> [PROBLEM REQUIREMENTS]: The expected answer is a verbatim transcription of the lines below, beginning with the first and ending with the line that holds "trunk and return the coordinates.", without pictures.

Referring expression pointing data
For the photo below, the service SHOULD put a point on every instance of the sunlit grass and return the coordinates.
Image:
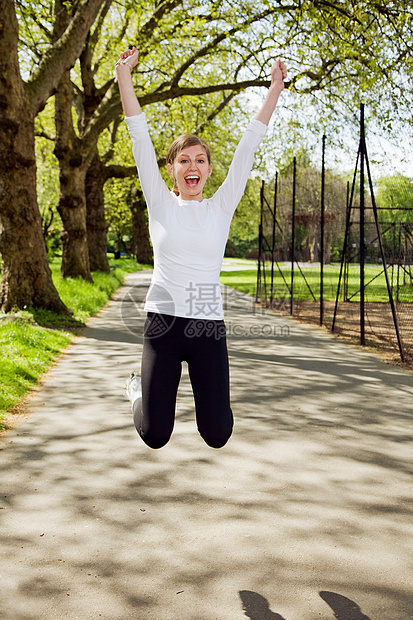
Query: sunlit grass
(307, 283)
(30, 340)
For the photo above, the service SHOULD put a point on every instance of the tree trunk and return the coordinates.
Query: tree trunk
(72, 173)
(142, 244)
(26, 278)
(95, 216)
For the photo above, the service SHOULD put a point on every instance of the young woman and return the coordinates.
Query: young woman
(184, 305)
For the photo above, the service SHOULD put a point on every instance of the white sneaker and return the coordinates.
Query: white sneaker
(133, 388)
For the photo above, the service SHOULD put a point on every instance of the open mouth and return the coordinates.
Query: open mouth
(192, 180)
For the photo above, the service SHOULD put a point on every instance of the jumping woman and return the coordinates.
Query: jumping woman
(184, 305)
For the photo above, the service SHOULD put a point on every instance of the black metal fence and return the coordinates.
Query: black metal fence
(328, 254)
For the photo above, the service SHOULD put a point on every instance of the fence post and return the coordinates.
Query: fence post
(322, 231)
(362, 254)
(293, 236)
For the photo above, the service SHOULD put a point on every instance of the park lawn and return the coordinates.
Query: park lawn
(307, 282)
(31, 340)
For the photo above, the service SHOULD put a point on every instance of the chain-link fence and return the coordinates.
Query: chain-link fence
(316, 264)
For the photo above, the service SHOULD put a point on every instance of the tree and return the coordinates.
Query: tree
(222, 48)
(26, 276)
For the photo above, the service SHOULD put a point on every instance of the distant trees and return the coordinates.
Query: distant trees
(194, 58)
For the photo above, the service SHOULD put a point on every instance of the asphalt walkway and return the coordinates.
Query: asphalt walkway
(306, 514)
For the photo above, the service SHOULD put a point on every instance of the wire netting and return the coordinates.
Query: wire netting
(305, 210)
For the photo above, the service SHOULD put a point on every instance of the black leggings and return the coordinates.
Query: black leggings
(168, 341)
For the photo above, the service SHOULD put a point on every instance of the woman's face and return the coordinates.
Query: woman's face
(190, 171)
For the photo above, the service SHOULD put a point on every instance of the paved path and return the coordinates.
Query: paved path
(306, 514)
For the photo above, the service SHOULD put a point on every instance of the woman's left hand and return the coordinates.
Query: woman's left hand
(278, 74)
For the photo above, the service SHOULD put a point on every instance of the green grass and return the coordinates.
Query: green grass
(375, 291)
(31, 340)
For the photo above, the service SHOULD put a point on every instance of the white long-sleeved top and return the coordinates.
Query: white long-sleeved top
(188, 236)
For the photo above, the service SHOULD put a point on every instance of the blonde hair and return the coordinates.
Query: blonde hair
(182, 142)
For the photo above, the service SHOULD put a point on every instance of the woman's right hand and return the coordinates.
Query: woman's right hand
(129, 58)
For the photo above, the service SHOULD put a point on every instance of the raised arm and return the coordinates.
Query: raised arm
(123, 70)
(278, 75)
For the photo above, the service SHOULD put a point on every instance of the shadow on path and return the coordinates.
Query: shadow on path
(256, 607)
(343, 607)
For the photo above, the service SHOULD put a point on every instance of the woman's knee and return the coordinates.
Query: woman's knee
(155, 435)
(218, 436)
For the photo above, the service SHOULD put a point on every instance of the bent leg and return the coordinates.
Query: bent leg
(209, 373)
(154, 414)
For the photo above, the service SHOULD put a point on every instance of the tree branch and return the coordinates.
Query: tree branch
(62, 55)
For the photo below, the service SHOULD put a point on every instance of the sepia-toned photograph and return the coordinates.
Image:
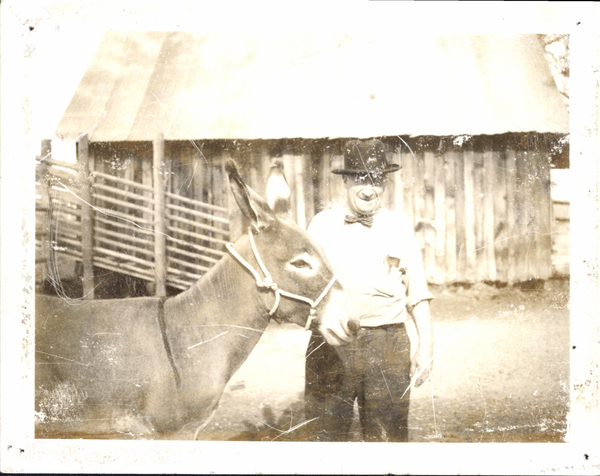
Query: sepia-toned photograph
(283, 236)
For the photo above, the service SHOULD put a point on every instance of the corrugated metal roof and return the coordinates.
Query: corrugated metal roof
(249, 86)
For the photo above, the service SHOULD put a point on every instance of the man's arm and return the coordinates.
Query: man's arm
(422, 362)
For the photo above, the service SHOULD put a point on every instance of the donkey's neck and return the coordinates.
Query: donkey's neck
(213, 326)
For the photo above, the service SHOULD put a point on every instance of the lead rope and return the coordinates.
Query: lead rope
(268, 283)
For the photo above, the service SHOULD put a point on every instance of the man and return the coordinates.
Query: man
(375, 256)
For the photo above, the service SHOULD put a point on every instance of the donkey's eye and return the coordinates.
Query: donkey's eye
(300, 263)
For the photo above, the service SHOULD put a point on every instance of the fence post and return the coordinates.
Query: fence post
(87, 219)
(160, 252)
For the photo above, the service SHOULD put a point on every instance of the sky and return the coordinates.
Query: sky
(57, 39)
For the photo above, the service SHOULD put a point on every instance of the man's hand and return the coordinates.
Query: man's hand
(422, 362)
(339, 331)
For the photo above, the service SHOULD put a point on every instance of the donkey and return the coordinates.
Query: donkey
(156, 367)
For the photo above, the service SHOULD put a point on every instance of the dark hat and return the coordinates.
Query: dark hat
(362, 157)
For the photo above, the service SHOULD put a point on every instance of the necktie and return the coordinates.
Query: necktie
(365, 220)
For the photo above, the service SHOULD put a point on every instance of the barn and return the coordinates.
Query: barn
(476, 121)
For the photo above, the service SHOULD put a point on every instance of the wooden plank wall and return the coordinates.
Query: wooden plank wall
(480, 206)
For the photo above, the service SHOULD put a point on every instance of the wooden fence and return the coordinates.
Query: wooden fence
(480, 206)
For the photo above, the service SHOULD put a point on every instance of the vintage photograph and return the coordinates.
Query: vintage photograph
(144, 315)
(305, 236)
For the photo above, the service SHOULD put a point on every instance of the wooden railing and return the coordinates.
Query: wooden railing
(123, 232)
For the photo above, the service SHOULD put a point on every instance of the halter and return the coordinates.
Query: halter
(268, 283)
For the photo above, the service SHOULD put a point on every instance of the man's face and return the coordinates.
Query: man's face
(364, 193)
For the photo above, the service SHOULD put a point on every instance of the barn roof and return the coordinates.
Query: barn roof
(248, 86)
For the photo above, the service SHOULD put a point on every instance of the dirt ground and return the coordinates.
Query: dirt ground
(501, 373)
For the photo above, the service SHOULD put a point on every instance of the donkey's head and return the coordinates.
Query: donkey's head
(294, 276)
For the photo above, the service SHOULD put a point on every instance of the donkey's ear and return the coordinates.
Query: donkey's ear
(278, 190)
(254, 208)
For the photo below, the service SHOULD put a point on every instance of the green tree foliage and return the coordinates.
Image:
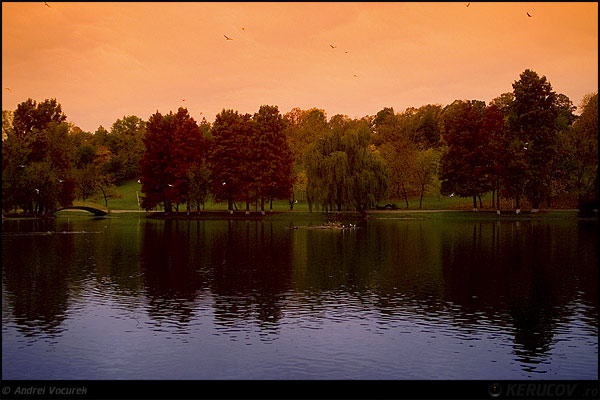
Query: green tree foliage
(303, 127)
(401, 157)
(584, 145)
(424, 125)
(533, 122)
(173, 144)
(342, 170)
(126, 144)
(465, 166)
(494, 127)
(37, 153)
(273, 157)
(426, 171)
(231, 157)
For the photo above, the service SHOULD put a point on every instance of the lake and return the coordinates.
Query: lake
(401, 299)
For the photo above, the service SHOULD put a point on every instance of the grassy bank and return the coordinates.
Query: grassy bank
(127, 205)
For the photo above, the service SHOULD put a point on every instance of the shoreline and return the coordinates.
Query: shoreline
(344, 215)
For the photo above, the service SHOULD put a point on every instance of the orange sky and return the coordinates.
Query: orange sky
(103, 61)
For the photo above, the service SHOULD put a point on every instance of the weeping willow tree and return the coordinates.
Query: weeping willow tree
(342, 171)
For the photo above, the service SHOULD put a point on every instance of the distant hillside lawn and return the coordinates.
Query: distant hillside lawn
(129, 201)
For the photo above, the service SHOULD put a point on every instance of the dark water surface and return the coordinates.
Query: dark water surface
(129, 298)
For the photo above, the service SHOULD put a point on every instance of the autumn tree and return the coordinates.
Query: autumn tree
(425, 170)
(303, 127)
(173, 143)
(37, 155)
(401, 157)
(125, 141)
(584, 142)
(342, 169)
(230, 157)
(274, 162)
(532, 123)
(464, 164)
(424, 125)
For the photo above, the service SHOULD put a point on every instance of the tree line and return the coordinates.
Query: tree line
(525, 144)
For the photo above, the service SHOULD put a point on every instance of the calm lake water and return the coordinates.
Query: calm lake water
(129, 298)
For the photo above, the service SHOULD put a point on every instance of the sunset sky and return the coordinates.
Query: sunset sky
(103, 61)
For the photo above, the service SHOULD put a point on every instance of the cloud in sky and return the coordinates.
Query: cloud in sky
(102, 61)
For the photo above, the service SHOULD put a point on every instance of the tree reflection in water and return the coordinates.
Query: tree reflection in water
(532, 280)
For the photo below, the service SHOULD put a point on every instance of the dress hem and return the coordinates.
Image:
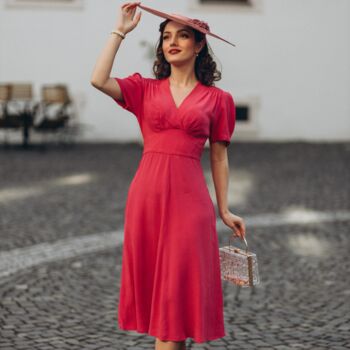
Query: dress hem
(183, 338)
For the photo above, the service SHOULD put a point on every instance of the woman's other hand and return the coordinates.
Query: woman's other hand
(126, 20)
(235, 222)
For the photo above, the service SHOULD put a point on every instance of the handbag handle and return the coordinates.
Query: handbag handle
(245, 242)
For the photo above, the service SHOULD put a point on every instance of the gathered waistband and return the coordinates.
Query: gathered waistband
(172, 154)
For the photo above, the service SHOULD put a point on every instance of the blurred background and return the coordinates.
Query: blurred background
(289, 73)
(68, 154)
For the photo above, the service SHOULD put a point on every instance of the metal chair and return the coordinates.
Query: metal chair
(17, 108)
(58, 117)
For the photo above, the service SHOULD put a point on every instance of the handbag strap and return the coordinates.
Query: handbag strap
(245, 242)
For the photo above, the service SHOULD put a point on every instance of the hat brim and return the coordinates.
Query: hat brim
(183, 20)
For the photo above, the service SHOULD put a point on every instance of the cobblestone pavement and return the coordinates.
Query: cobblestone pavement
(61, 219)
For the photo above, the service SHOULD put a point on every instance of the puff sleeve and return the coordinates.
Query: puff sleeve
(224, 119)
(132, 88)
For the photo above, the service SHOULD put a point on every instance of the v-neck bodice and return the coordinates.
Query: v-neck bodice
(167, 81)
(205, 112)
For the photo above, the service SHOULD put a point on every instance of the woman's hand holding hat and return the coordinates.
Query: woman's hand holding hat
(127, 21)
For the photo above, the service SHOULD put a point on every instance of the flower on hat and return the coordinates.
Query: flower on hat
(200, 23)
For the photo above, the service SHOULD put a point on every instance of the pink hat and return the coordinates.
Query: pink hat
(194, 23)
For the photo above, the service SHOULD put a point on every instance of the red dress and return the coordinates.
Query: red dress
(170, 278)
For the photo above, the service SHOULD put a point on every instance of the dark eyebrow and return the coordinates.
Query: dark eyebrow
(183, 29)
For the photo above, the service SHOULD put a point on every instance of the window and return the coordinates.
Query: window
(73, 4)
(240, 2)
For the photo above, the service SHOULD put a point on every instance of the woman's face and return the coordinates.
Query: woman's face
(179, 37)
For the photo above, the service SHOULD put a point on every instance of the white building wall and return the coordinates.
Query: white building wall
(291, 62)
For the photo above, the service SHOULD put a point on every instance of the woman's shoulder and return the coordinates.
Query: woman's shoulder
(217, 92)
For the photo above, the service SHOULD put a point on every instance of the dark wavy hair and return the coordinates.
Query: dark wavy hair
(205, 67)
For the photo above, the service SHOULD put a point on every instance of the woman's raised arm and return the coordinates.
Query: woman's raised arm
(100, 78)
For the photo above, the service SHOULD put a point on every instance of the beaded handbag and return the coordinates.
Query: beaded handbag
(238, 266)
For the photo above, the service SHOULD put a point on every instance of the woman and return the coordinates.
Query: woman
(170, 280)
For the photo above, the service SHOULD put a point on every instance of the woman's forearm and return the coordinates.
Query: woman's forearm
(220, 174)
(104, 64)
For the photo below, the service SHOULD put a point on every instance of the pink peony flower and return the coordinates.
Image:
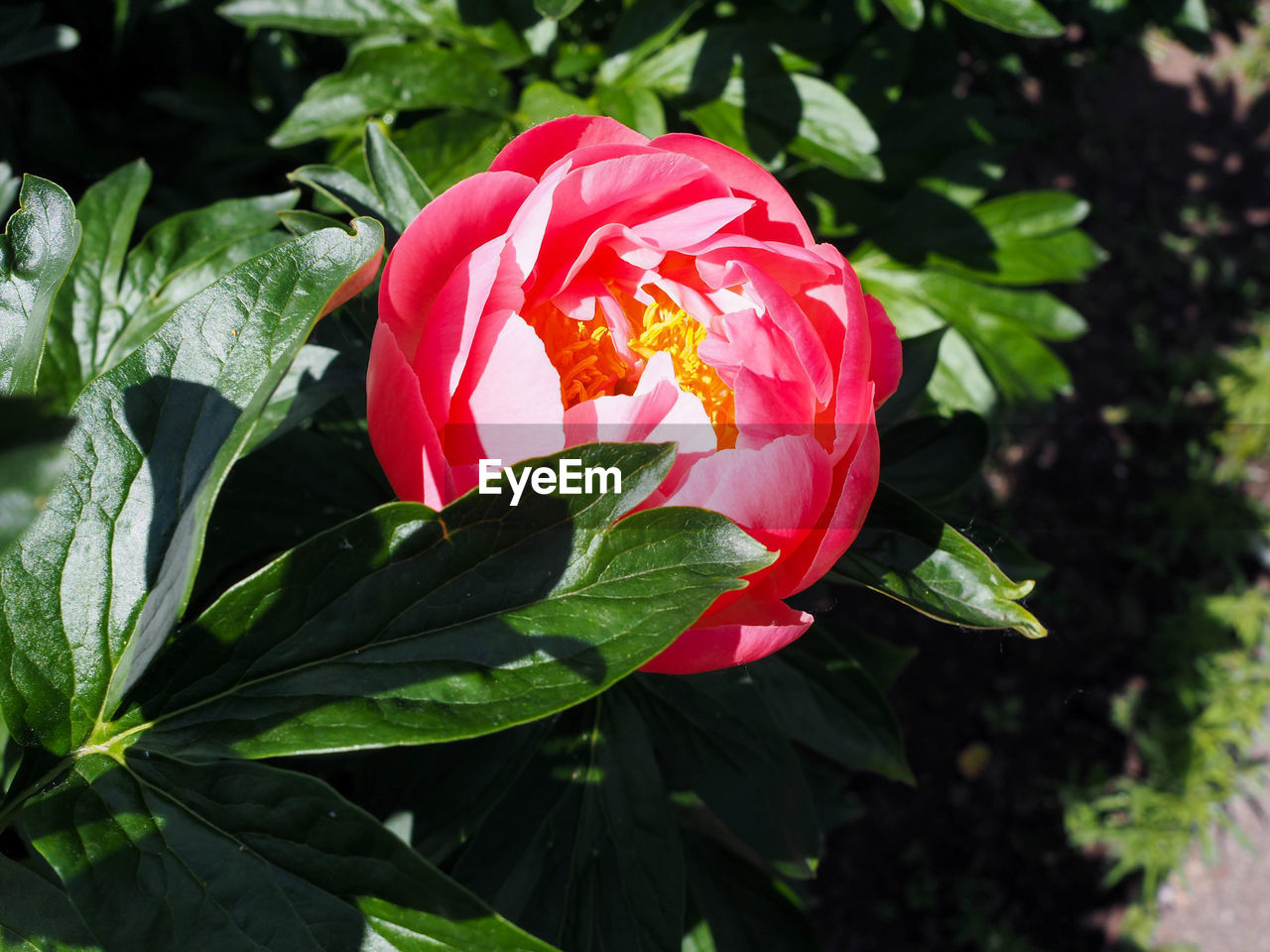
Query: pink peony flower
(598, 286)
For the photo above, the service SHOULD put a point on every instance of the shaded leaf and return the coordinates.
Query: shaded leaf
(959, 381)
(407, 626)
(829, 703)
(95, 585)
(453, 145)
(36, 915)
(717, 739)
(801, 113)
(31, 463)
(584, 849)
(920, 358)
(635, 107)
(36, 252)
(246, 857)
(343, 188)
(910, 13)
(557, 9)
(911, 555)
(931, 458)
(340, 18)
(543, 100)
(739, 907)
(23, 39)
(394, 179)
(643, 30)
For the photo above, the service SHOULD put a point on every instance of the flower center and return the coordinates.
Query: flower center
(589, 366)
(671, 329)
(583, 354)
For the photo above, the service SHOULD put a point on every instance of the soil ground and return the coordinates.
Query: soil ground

> [REPLY TO THE EXERCISE]:
For the photo below, the service SHOULD put a point on every instance of the sunlit grass and return the coordinates.
Image:
Query: sunlit grass
(307, 283)
(30, 340)
For the photo above, the service SHOULD put a point on every instance of the tree trunk and return the coordinates.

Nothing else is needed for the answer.